**Work task**
Every record shown here needs to be repeated exactly.

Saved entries
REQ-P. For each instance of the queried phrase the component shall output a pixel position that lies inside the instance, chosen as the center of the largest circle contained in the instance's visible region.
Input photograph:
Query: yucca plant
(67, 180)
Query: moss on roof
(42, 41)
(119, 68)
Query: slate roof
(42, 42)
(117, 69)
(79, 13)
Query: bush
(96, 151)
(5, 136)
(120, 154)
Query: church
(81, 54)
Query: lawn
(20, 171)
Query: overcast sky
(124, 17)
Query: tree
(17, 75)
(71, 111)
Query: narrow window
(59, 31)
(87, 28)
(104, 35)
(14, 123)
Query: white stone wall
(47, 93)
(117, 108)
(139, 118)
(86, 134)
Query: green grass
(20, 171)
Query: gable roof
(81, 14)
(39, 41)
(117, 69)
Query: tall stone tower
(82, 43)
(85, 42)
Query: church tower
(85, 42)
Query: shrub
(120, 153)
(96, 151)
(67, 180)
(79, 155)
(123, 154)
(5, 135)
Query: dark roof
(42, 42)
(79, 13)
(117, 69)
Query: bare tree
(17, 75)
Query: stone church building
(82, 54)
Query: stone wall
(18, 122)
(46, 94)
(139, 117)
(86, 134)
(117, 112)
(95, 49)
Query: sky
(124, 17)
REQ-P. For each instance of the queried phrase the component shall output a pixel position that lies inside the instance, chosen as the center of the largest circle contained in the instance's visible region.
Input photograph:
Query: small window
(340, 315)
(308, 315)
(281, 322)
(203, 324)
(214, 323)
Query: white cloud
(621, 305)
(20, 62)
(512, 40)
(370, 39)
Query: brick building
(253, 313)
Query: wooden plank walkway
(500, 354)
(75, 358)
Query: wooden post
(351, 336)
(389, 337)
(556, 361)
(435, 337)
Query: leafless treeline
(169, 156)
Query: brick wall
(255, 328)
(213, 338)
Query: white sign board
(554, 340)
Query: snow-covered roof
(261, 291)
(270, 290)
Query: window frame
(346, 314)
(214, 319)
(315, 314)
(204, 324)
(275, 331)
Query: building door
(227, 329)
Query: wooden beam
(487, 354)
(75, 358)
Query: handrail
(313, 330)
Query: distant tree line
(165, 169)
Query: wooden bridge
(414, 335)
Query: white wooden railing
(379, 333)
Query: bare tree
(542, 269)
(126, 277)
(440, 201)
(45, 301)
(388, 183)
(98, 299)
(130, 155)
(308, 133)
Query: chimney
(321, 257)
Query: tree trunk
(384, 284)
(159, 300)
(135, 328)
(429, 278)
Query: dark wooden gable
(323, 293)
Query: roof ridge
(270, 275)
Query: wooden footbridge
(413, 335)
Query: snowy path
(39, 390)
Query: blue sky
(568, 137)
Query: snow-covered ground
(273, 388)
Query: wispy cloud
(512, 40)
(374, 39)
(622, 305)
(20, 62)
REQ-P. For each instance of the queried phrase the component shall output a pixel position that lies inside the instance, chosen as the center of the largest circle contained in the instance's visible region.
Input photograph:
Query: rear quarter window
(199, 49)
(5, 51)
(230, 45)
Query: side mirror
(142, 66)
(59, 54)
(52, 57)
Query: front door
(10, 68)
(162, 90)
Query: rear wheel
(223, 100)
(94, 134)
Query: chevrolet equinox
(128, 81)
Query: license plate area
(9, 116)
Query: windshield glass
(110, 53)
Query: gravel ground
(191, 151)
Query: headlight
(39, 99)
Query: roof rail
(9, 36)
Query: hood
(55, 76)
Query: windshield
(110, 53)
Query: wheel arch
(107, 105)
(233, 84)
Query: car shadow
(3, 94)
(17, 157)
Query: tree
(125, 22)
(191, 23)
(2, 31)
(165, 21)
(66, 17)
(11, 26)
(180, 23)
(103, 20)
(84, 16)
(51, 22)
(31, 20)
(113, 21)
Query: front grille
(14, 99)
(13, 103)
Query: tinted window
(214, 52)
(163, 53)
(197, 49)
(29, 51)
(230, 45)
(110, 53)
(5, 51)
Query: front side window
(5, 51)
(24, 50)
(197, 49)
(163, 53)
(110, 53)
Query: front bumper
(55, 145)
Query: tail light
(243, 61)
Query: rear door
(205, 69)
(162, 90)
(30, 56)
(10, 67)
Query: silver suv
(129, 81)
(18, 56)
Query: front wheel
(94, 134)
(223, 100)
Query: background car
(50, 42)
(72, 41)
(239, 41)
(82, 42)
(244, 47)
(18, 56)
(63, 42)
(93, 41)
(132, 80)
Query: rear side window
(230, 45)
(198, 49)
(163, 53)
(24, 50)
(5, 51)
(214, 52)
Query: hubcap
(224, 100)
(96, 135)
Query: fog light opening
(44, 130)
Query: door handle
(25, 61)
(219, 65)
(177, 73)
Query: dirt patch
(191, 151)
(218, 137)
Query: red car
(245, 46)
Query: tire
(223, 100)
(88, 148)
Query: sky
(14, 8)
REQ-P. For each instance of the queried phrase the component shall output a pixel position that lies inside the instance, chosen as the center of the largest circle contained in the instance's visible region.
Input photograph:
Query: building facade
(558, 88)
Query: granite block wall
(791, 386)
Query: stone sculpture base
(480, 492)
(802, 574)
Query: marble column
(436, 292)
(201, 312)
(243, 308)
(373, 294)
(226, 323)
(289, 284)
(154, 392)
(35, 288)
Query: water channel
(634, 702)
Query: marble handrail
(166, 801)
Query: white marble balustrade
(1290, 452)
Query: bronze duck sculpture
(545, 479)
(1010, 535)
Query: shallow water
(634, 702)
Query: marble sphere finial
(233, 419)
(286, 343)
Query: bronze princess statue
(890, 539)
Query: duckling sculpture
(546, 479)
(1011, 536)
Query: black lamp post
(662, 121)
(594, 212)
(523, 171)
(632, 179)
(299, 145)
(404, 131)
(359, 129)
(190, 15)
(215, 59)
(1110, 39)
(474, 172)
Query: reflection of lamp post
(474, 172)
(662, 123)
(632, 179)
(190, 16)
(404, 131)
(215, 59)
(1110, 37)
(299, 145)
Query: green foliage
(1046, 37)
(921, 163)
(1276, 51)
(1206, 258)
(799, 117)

**Exercise response**
REQ-P. For each instance of the queried phrase the component shall output a pixel position that lies inside the instance, chosen as the center of the largest circle contained in the instance's visible region.
Input photograph:
Query: yucca plant
(67, 180)
Query: moss on roof
(42, 41)
(119, 68)
Query: slate roof
(42, 42)
(117, 69)
(79, 13)
Query: bush
(96, 151)
(5, 136)
(120, 154)
Query: church
(81, 54)
Query: lawn
(20, 171)
Query: overcast sky
(124, 17)
Query: tree
(17, 75)
(71, 111)
Query: narrow window
(59, 31)
(87, 28)
(104, 35)
(14, 123)
Query: white stone wall
(47, 93)
(117, 108)
(139, 118)
(86, 134)
Query: green grass
(20, 171)
Query: gable roof
(81, 14)
(39, 41)
(117, 69)
Query: tall stone tower
(82, 43)
(85, 42)
Query: church tower
(85, 42)
Query: shrub
(120, 153)
(96, 151)
(67, 180)
(79, 155)
(123, 154)
(5, 135)
Query: dark roof
(42, 42)
(79, 13)
(117, 69)
Query: bare tree
(17, 75)
Query: stone church building
(82, 54)
Query: stone wall
(18, 122)
(46, 94)
(139, 117)
(86, 134)
(117, 112)
(95, 49)
Query: sky
(124, 17)
REQ-P. For each instance of the queried phrase the component shall output a pixel position that lies inside the instance, chosen as the center of the largest circle contained in the instance's visible region.
Input photograph:
Query: small window
(340, 315)
(308, 315)
(281, 322)
(203, 324)
(214, 323)
Query: white cloud
(621, 305)
(20, 62)
(512, 40)
(370, 39)
Query: brick building
(253, 313)
Query: wooden plank walkway
(500, 354)
(75, 358)
Query: wooden post
(351, 336)
(389, 337)
(556, 361)
(435, 337)
Query: leafless treeline
(169, 156)
Query: brick wall
(255, 328)
(213, 338)
Query: white sign board
(554, 340)
Query: snow-covered roof
(261, 291)
(270, 290)
Query: window frame
(346, 314)
(214, 319)
(315, 314)
(204, 324)
(275, 331)
Query: building door
(227, 329)
Query: wooden beam
(487, 354)
(75, 358)
Query: handrail
(313, 330)
Query: distant tree line
(165, 169)
Query: wooden bridge
(414, 335)
Query: white wooden railing
(379, 333)
Query: bare tree
(542, 269)
(126, 277)
(440, 201)
(45, 301)
(388, 183)
(98, 299)
(130, 155)
(308, 133)
Query: chimney
(321, 257)
Query: tree trunk
(384, 284)
(159, 300)
(135, 328)
(429, 278)
Query: dark wooden gable
(323, 293)
Query: roof ridge
(270, 275)
Query: wooden footbridge
(413, 335)
Query: snowy path
(39, 390)
Query: blue sky
(568, 137)
Query: snow-covered ground
(273, 388)
Query: wispy cloud
(512, 40)
(374, 39)
(622, 305)
(20, 62)
REQ-P. For each instance of the queried phrase the component shall output a pixel position that lies inside the instance, chosen as the center of the largest circle contained in the instance's visible region.
Input photograph:
Query: rear quarter window
(199, 49)
(5, 51)
(230, 45)
Query: side mirror
(142, 66)
(59, 54)
(52, 57)
Query: front door
(10, 68)
(162, 90)
Query: rear wheel
(223, 100)
(94, 134)
Query: chevrolet equinox
(128, 81)
Query: license plate area
(9, 116)
Query: windshield glass
(110, 53)
Query: gravel ground
(191, 151)
Query: headlight
(39, 99)
Query: roof rail
(9, 36)
Query: hood
(55, 76)
Query: windshield
(110, 53)
Query: wheel arch
(107, 105)
(233, 84)
Query: car shadow
(3, 94)
(17, 157)
Query: tree
(125, 22)
(191, 23)
(2, 31)
(165, 21)
(66, 17)
(11, 26)
(180, 23)
(103, 20)
(84, 16)
(51, 22)
(31, 20)
(113, 21)
Query: front grille
(14, 99)
(13, 103)
Query: tinted window
(214, 52)
(163, 53)
(197, 49)
(29, 51)
(230, 45)
(110, 53)
(5, 51)
Query: front side window
(5, 51)
(24, 50)
(197, 49)
(163, 53)
(110, 53)
Query: front bumper
(55, 145)
Query: tail light
(243, 61)
Query: rear door
(205, 69)
(162, 90)
(30, 56)
(10, 67)
Query: silver suv
(129, 81)
(18, 56)
Query: front wheel
(94, 134)
(223, 100)
Query: background car
(50, 42)
(72, 41)
(239, 41)
(82, 42)
(244, 47)
(18, 56)
(63, 42)
(93, 41)
(132, 80)
Query: rear side window
(230, 45)
(198, 49)
(163, 53)
(24, 50)
(5, 51)
(214, 52)
Query: hubcap
(224, 100)
(96, 135)
Query: fog light opening
(44, 130)
Query: door handle
(25, 61)
(219, 65)
(177, 73)
Query: dirt patch
(191, 151)
(218, 137)
Query: red car
(245, 46)
Query: tire
(223, 100)
(88, 148)
Query: sky
(14, 8)
REQ-P. For each instance of the queried phrase the component shall output a pixel position that lies inside the instance, chosen as the center of the largest circle contained in the instance's visible region.
Input photograph:
Query: building facade
(558, 88)
Query: granite block wall
(791, 386)
Query: stone sculpture base
(480, 492)
(802, 574)
Query: marble column
(436, 292)
(201, 312)
(243, 308)
(373, 294)
(226, 323)
(289, 284)
(154, 392)
(35, 288)
Query: water channel
(634, 702)
Query: marble handrail
(166, 801)
Query: white marble balustrade
(1290, 452)
Query: bronze duck sculpture
(545, 479)
(1010, 535)
Query: shallow water
(634, 702)
Query: marble sphere finial
(233, 419)
(286, 343)
Query: bronze princess statue
(890, 539)
Query: duckling sculpture
(546, 479)
(1011, 536)
Query: black lamp post
(662, 121)
(594, 212)
(523, 171)
(632, 179)
(299, 145)
(404, 131)
(359, 129)
(190, 15)
(215, 59)
(1110, 39)
(474, 172)
Query: reflection of lamp post
(474, 172)
(662, 123)
(632, 179)
(190, 16)
(404, 131)
(215, 59)
(1110, 37)
(299, 145)
Query: green foliage
(1046, 37)
(921, 163)
(1276, 51)
(1206, 258)
(799, 117)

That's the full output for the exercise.